__About this task__
In the passage on forest types, which forest type had a significantly higher density of conifers than both LH and AA forests?

__Selected excerpt__
Regarding forest type, density of conifers was significantly higher in SP forest than in LH and AA forests (Tukey’s HSD, p < 0.001 for both comparisons - Tab. 5). In addition, species diversity of trees was lower in SP forest when compared with the other two forest types (p < 0.001 for both comparisons with LH and AA forests, respectively - Fig. 3d, Tab. 5). Basal area of standing dead trees was higher in SP forest than in LH forest (p < 0.001) and AA forest than LH forests (p < 0.001), but not in AA forest in comparison with SP forests (p = 0.28 - Fig. 3b). The density of dead trees was also significantly higher in SP and AA forests than in LH forest (p = 0.04 and p < 0.001, respectively), but was also higher in AA than in SP forest (p < 0.001 - Fig. 3c, Tab. 5).

__Raw data__
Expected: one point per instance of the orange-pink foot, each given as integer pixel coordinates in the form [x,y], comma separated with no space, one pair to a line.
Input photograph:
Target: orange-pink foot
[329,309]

__Solution to the exercise__
SP forest.